Selected passage:
⁂
Super Bowl XLVII is the epitome of everything an NFL player strives for. It happens in the opening months of 2013 but it’s the culmination of an entire offseason and grueling season of competition, victory and defeat.
It’s the one chance some get to prove not only their individual worth, but also the value of their team and entire system. That’s why the top players of both the San Francisco 49ers and Baltimore Ravens are going to need to play at the top of their game on Super Bowl Sunday.
In all of this there are specific head-to-head matchups that will come into play when the game is decided on the field.
Let’s take a look at some of these key matchups and break down which key players from each team will need to bring their "A" game to New Orleans in order for their team to be crowned champions.
Ray Rice, RB vs. Patrick Willis, LB
Baltimore’s offense is no longer dependent on the success and failure of running back Ray Rice. But, that doesn’t mean the team is not going to need to lean on Rice throughout the game in order to pick up key conversions and keep San Francisco honest defensively.
Joe Flacco has been remarkable in guiding his team to the Super Bowl, but he will not be able to beat the 49ers defense on his own. This is not the New England unit that allowed him to walk all over them in the second half of the AFC Championship Game. It’s a hard-nosed, no-nonsense group that will get after the quarterback if the Ravens abandon the run.
That makes Patrick Willis, the Niners' middle linebacker and leading tackler, the biggest key to their defensive success against the Ravens. The game plan should read: Stop Ray Rice and force Flacco to withstand the pressure and outscore your offense that has been rolling as of late.
Ray Lewis, LB/Terrell Suggs, LB vs. Colin Kaepernick, QB
Keying in on quarterback Colin Kaepernick could end up being the most important matchup for the Ravens defensively. While Kaepernick didn’t run wild on the Atlanta Falcons in the NFC Championship Game, Baltimore has been susceptible to giving up big games on the ground this season.
That weakness could call for more of the running game by San Francisco in the Super Bowl. If Frank Gore is getting the ball more that leaves the possibility for the ever-threatening and daunting read-option to be put into play.
Lewis and Suggs have the experience, instinct and speed to shut down those types of plays, and Baltimore will have to lean on them heavily in order to bottle up the potentially explosive running of the 49ers’ young QB.
⁂
Record set:
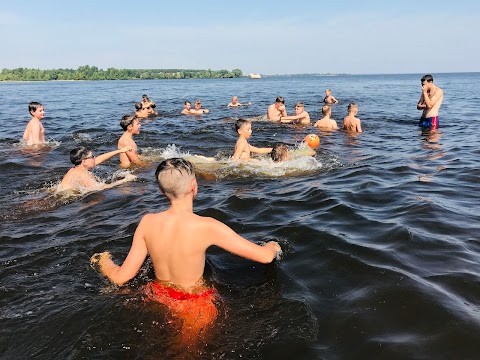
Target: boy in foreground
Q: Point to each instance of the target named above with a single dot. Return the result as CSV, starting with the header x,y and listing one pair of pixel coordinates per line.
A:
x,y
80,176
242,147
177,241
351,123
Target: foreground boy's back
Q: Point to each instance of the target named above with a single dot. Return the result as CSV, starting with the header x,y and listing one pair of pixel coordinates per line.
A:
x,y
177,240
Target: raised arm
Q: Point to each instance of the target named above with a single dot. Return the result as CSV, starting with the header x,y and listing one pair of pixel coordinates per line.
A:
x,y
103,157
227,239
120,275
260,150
⁂
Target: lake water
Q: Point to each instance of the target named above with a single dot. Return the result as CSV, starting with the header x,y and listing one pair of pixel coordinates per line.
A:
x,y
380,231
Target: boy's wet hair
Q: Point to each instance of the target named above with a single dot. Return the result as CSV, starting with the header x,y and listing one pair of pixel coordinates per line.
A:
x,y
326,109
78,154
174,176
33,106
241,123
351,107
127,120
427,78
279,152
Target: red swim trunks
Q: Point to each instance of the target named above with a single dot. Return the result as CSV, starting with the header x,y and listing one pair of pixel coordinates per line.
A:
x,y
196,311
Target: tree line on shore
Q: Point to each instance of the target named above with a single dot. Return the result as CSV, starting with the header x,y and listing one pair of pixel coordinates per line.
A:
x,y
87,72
⁂
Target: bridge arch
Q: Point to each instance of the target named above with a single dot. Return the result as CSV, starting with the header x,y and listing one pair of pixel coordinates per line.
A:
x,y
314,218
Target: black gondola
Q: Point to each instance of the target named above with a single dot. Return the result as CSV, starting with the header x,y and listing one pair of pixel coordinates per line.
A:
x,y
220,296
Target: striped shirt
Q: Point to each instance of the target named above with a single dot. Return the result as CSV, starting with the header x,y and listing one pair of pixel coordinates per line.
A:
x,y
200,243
⁂
Problem: Extract from the Super Bowl XLVII matchup preview the passage that starts at the words "Ray Rice, RB" and ends after "abandon the run.", copying it word for word.

Task answer:
Ray Rice, RB vs. Patrick Willis, LB
Baltimore’s offense is no longer dependent on the success and failure of running back Ray Rice. But, that doesn’t mean the team is not going to need to lean on Rice throughout the game in order to pick up key conversions and keep San Francisco honest defensively.
Joe Flacco has been remarkable in guiding his team to the Super Bowl, but he will not be able to beat the 49ers defense on his own. This is not the New England unit that allowed him to walk all over them in the second half of the AFC Championship Game. It’s a hard-nosed, no-nonsense group that will get after the quarterback if the Ravens abandon the run.